- _WHAT YOU HAVE TO DO_
Hand back each record exactly as you find it.

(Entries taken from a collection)
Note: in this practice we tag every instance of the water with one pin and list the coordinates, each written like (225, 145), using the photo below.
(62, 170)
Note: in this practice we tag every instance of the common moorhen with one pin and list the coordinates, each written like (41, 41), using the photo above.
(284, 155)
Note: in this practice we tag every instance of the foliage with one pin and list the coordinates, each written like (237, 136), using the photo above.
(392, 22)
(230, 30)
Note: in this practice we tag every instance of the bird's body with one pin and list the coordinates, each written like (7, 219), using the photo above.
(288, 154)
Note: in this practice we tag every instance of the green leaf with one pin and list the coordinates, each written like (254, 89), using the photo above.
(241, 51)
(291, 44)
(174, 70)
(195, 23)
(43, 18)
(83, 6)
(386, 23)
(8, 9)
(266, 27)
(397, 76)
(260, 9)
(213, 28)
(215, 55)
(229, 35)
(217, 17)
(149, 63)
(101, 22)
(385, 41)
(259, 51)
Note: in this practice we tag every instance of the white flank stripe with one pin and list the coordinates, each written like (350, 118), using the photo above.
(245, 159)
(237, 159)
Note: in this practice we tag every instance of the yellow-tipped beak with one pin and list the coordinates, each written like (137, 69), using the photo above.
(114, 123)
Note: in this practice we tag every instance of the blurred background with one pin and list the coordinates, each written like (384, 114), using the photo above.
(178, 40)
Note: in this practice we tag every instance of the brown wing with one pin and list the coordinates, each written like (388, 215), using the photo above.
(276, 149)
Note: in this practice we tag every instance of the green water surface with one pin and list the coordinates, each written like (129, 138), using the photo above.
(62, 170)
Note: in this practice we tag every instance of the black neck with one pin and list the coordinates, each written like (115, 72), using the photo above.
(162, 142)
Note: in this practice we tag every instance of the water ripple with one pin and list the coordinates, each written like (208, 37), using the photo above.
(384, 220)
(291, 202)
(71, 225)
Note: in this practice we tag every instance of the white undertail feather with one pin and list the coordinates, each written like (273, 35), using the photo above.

- _TASK ANSWER_
Note: in this practice we tag every instance of the water with one pin and list the coordinates, each written like (225, 145), using the photo below.
(62, 170)
Note: in this practice we tag every instance of the common moorhen with one pin and list the coordinates, each written like (41, 41), using the photo above.
(284, 155)
Note: in this practice we tag every instance of the foliage with one pin and list the coordinates, each written like (237, 136), using the photo above.
(392, 22)
(230, 30)
Note: in this practice we tag every instance of the bird's body with one pin and list the coordinates, each written like (7, 219), using the photo above.
(288, 154)
Note: in this practice we tag every instance of the green leaf with one pin and list the coordinates, each written like (254, 89), using the photo above.
(241, 51)
(291, 44)
(174, 70)
(195, 23)
(43, 18)
(83, 6)
(386, 23)
(8, 9)
(266, 27)
(397, 76)
(260, 9)
(213, 28)
(215, 55)
(229, 35)
(217, 17)
(149, 63)
(101, 22)
(385, 41)
(259, 51)
Note: in this practice we tag every instance of the white flank stripe with one pin and list the coordinates, each written like (350, 118), using the photo above.
(245, 159)
(237, 159)
Note: in this practice we tag every instance of the yellow-tipped beak with one pin and list the coordinates, each written like (137, 69), using the photo above.
(114, 123)
Note: in this practice we tag every instance of the blurred background with one pin and list the coordinates, each written like (384, 114), using the photo above.
(178, 40)
Note: in this practice we tag every instance of the brown wing with one pin and list the coordinates, each written like (388, 215), using the photo above.
(276, 149)
Note: in this practice we tag every instance of the green water surface with one pin and list the coordinates, each written like (129, 138), using the photo above.
(62, 170)
Note: in this practice we tag every instance of the black neck with one pin and list the coordinates, each written like (115, 72), using the photo above.
(162, 142)
Note: in this practice we tag every instance of the water ripple with one pin and list the coordinates, each written like (208, 37), using the photo above.
(384, 220)
(291, 202)
(71, 225)
Note: in this practice we tag every instance of the white undertail feather with one pin and list the coordinates, each written like (273, 35), using the photo above.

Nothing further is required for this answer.